GIVEN INSTRUCTION:
Tally the lines below that contain the string "panel", treating uppercase and lowercase as different. Give only the number.

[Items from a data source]

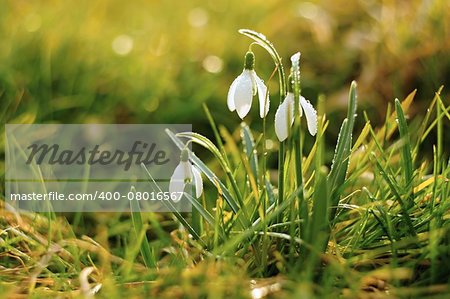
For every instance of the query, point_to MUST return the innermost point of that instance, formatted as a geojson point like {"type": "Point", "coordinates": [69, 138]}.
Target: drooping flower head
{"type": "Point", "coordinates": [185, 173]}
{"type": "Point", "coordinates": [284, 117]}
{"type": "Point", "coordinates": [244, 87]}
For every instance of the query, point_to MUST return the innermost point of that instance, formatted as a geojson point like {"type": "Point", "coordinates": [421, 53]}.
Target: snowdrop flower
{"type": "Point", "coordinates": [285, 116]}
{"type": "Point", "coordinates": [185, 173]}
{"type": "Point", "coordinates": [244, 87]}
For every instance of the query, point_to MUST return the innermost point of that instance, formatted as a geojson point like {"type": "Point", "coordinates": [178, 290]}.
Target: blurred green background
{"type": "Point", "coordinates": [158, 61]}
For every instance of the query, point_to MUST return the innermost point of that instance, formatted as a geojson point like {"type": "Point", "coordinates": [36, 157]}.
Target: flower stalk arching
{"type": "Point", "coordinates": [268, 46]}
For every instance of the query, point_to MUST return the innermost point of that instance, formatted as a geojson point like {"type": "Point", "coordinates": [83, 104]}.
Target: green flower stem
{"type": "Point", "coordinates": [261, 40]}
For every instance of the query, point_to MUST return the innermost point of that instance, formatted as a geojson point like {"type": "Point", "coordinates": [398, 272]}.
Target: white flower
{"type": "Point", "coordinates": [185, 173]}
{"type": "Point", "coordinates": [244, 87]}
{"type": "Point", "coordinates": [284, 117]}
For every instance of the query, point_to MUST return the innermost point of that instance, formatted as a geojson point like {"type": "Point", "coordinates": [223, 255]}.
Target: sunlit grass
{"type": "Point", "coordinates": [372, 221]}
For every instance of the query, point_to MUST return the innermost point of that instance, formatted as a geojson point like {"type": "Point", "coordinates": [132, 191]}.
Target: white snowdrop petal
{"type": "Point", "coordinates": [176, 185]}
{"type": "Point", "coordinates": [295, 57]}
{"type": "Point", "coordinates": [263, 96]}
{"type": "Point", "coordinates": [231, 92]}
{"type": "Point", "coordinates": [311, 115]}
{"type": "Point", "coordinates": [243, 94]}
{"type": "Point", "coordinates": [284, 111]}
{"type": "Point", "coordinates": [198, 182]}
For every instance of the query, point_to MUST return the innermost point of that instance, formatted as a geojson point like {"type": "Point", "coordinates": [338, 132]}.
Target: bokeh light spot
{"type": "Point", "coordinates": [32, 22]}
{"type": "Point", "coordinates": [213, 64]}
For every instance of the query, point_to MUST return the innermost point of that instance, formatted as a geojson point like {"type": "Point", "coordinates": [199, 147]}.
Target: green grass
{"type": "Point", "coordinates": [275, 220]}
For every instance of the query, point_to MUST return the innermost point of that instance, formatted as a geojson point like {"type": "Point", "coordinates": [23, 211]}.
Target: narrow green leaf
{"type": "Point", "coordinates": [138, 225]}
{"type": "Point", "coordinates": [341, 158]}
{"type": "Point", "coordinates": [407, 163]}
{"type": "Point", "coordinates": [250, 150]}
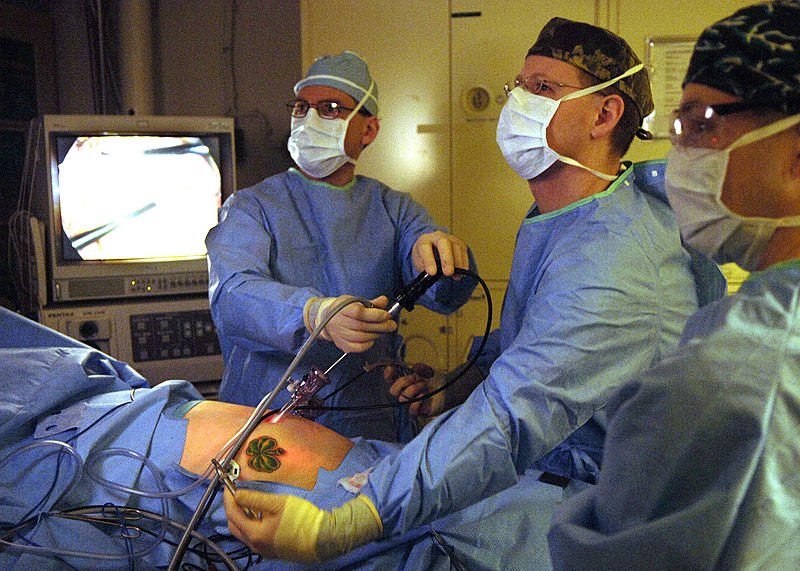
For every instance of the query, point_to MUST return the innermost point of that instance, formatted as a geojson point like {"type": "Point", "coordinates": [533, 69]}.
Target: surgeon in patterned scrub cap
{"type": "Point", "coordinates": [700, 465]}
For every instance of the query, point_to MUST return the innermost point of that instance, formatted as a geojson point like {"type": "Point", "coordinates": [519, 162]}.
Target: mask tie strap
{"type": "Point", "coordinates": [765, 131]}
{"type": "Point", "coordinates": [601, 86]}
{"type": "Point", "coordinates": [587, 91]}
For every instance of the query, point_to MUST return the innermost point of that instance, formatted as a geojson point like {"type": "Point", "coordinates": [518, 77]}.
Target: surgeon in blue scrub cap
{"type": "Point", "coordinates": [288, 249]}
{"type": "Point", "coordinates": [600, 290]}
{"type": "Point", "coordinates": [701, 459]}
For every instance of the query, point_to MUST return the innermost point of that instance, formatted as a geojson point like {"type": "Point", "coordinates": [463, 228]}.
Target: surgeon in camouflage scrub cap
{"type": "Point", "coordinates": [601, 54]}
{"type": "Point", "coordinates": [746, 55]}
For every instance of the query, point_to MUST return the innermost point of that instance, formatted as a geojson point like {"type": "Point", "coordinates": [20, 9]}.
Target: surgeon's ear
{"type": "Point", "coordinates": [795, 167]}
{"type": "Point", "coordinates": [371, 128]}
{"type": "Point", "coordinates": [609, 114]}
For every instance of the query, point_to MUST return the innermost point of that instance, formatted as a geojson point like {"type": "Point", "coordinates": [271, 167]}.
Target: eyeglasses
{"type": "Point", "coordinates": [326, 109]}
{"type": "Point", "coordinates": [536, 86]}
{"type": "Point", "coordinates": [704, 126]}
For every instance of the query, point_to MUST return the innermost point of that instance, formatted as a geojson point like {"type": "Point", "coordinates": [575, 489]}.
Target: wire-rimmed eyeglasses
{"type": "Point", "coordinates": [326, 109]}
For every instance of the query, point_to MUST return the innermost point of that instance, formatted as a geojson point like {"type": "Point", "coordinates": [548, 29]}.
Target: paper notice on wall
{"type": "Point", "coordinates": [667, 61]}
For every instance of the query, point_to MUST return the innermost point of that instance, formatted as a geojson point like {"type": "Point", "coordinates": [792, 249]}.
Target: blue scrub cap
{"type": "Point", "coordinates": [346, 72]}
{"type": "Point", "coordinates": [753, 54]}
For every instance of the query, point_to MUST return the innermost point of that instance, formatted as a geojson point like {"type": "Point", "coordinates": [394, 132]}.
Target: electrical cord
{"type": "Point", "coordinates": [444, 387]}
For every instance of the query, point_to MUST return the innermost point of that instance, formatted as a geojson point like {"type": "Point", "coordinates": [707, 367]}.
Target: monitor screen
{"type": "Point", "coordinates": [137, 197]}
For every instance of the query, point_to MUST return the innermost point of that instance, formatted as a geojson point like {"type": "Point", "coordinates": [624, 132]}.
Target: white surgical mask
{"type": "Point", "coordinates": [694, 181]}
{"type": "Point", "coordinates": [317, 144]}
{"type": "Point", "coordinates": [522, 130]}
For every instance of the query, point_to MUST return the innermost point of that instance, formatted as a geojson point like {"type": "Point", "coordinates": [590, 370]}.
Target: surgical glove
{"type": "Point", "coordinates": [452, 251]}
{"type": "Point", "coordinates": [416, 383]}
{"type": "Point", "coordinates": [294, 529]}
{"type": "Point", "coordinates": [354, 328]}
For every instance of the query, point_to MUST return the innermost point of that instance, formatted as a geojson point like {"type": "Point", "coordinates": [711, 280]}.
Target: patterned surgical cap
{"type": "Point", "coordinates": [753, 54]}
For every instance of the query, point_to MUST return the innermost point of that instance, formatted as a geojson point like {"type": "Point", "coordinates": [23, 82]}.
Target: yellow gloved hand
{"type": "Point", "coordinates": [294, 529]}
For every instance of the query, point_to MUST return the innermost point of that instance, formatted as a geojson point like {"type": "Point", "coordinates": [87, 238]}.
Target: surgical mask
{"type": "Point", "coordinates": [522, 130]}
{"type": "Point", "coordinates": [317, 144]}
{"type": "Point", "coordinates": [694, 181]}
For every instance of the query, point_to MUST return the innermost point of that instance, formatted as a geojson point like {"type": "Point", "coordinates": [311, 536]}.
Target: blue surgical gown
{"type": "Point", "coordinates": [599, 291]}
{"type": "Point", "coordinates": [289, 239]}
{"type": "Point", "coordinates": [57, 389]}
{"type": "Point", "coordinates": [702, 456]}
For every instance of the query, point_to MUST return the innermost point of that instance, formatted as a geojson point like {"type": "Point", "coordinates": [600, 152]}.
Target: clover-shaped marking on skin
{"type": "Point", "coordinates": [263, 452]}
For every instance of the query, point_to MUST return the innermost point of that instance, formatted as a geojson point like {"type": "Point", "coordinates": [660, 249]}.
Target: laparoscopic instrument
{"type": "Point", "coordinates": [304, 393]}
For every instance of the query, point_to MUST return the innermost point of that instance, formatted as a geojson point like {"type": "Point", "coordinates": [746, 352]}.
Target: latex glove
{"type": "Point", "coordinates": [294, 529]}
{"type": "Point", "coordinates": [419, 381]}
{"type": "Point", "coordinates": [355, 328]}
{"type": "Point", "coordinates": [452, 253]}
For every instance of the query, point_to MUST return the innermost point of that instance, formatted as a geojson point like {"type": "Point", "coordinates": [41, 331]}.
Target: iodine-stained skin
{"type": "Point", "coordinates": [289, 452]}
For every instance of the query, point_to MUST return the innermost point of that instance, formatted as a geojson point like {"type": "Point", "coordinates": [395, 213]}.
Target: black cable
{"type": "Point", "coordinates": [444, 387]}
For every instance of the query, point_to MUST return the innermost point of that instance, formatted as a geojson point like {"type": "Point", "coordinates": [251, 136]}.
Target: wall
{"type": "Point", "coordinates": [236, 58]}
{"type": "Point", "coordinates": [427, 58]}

---

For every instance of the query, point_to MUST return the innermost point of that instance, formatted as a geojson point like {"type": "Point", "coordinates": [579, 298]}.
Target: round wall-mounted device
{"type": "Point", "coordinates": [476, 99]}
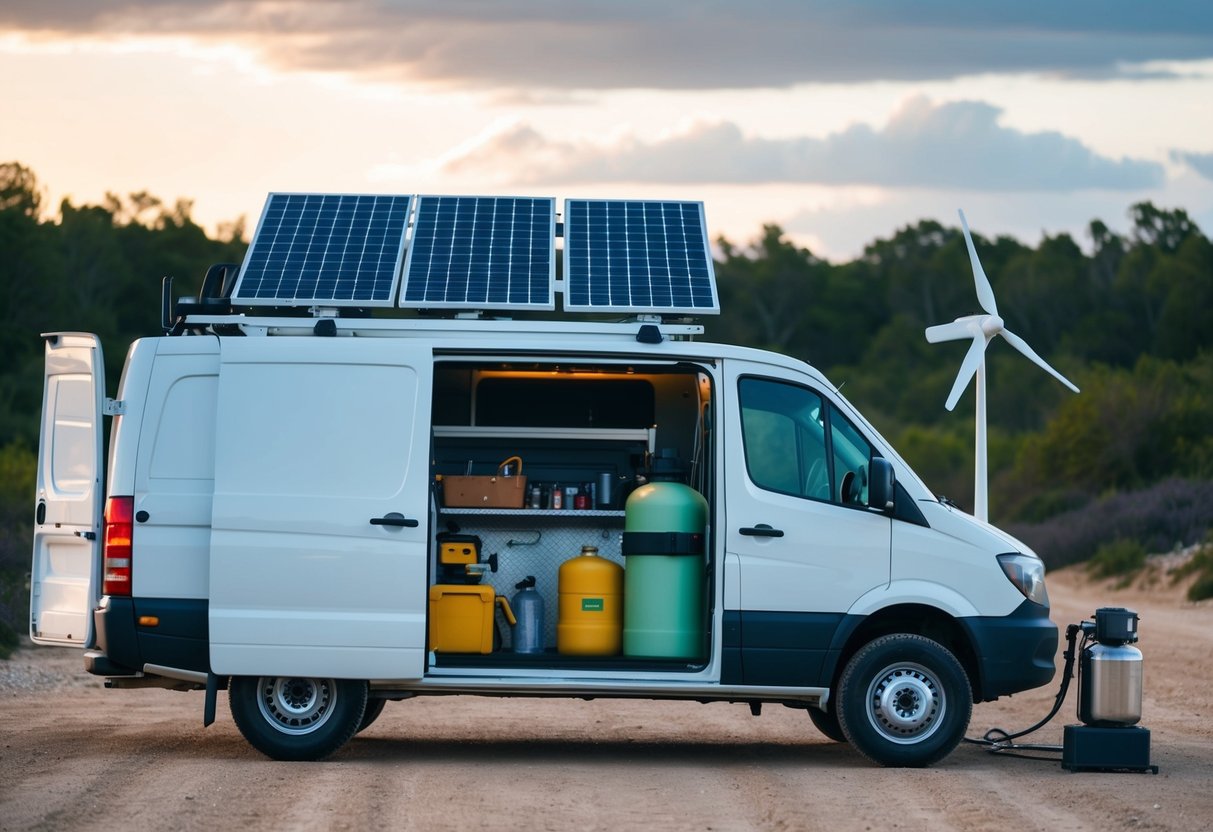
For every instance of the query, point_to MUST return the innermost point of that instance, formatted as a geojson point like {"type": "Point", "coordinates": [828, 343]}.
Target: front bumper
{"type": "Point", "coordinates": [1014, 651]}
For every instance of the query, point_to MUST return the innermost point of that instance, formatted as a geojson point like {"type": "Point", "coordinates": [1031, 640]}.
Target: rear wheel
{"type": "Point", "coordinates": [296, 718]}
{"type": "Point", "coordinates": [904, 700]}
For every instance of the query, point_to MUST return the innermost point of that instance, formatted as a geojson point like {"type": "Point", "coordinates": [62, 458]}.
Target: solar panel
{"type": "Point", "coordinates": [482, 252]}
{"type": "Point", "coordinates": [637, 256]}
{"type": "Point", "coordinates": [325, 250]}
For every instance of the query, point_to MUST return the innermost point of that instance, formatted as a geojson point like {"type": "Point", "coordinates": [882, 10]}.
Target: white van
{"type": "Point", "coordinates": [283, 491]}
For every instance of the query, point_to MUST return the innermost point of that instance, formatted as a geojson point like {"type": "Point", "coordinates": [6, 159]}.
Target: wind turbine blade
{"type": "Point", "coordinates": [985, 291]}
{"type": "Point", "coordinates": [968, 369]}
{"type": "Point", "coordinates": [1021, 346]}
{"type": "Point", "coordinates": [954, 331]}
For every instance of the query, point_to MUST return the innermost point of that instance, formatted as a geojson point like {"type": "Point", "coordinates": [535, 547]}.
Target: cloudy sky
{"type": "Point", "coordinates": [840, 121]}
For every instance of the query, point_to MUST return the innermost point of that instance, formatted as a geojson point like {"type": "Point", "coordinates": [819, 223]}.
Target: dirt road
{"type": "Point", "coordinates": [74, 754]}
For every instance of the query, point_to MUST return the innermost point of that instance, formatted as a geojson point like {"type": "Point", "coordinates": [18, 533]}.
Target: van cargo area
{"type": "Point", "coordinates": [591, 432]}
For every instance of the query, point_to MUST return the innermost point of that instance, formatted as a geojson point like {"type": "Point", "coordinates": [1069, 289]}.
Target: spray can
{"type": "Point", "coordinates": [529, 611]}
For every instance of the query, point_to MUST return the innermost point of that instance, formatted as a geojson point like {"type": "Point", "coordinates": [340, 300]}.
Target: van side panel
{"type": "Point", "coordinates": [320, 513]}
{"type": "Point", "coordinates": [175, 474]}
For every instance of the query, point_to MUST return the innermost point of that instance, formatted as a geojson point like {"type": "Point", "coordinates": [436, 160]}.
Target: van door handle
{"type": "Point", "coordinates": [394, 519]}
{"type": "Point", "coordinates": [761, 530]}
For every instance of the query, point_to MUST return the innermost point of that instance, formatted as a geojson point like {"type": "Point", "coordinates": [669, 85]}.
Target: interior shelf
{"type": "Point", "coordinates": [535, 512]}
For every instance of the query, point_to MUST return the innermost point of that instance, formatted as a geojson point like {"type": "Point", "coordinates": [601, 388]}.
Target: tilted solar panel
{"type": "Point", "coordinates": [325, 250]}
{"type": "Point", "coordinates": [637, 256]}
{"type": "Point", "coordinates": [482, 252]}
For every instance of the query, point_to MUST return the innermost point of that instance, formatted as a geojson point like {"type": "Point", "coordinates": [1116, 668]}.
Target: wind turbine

==

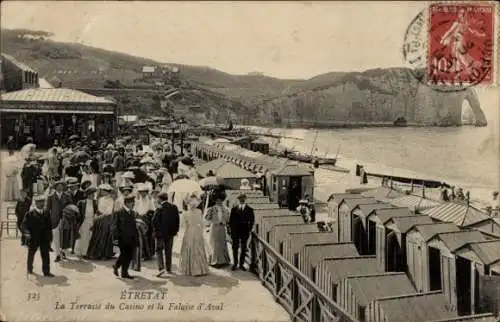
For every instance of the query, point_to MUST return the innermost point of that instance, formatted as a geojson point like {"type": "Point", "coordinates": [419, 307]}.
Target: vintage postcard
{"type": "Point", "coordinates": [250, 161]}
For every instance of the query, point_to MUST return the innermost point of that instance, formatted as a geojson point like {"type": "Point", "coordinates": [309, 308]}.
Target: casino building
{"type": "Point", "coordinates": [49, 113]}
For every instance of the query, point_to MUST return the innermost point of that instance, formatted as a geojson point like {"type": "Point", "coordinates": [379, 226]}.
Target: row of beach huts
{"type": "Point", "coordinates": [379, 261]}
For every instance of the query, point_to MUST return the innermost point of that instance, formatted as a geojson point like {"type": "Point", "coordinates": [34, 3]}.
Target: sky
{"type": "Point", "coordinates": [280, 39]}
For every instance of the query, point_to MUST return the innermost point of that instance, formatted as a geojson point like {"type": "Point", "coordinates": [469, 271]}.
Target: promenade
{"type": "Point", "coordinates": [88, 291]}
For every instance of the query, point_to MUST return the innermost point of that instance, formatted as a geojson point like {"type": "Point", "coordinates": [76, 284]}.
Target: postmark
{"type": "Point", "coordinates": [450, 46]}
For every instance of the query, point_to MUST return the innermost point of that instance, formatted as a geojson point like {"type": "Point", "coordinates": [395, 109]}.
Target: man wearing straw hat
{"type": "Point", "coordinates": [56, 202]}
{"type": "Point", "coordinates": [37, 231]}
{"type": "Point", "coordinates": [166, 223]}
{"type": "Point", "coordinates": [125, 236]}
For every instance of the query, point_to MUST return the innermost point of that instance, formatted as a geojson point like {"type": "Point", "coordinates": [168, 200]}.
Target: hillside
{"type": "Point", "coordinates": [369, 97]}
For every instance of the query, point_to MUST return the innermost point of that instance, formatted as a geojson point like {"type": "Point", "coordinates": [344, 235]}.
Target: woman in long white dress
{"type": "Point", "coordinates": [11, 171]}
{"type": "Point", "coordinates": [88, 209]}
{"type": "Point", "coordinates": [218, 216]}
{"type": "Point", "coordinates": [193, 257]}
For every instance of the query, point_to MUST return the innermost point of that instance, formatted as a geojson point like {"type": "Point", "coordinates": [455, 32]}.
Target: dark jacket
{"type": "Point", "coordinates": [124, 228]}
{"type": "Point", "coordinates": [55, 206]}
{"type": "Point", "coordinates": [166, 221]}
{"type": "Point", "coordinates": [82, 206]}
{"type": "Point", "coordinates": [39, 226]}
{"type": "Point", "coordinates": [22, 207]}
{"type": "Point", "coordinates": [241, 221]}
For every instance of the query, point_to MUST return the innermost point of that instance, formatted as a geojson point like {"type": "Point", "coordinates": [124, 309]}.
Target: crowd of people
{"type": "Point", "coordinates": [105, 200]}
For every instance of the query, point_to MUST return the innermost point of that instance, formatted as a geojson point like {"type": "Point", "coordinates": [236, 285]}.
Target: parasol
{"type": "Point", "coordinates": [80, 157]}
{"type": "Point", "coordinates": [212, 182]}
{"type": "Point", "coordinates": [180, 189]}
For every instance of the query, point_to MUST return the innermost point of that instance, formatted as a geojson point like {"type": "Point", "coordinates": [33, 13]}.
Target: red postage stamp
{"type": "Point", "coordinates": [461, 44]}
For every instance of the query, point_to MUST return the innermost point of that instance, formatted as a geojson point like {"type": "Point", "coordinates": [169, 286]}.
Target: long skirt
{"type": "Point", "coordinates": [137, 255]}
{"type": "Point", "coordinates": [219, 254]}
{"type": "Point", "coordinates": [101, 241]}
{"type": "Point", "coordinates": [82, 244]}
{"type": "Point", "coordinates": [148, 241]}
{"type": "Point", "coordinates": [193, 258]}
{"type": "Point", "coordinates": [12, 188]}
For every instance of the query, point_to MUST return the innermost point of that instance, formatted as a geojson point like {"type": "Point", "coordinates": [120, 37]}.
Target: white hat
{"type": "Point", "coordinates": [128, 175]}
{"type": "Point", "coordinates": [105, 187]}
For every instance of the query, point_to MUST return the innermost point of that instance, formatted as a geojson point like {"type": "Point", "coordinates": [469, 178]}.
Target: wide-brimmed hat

TASK RESPONSE:
3